* Task goal
From the painter interview below, copy out word for word the passage between "In your practice, you" and "looking and being.", inclusive.

* Text shown
>>>>

What is something you hope the overall show conveys to visitors?
I think in terms of conceptual or interpretative takeaway, I’ve always felt ambivalent about playing a directorial role. I think that’s an area an artist must let go of having too much control over. As a painter, I’m always most invested in how a painting is made. Very much a material-first, wall-text-later kind of relationship. There are of course ideas I’m working with, the kind of images I’m choosing have a lot of power, and I think it’s really about questioning why or how that works. And the way it’s painted does that by undermining the image’s authority.
In your practice, you engage with the history of painting itself. What do you see the role of painting in society today?
I really think that is the nature of painting, and maybe all mediums in general, to be involved in a dialogue with its own history. This is completely just my taste, but I think there is something very special about the release of time in a painting, the unraveling. The potential to resist interpretation and remain outside of language, but also present new ways of seeing or looking. It’s interesting that this can be a consistent quality regardless of the context or time period when something was made. A cave painting is still impactful and relevant now, not just because of history but some quality of looking and being.

<<<<

* Supplied data
>>>>

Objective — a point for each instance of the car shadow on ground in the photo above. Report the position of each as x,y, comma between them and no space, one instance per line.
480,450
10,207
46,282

<<<<

* Solution
In your practice, you engage with the history of painting itself. What do you see the role of painting in society today?
I really think that is the nature of painting, and maybe all mediums in general, to be involved in a dialogue with its own history. This is completely just my taste, but I think there is something very special about the release of time in a painting, the unraveling. The potential to resist interpretation and remain outside of language, but also present new ways of seeing or looking. It’s interesting that this can be a consistent quality regardless of the context or time period when something was made. A cave painting is still impactful and relevant now, not just because of history but some quality of looking and being.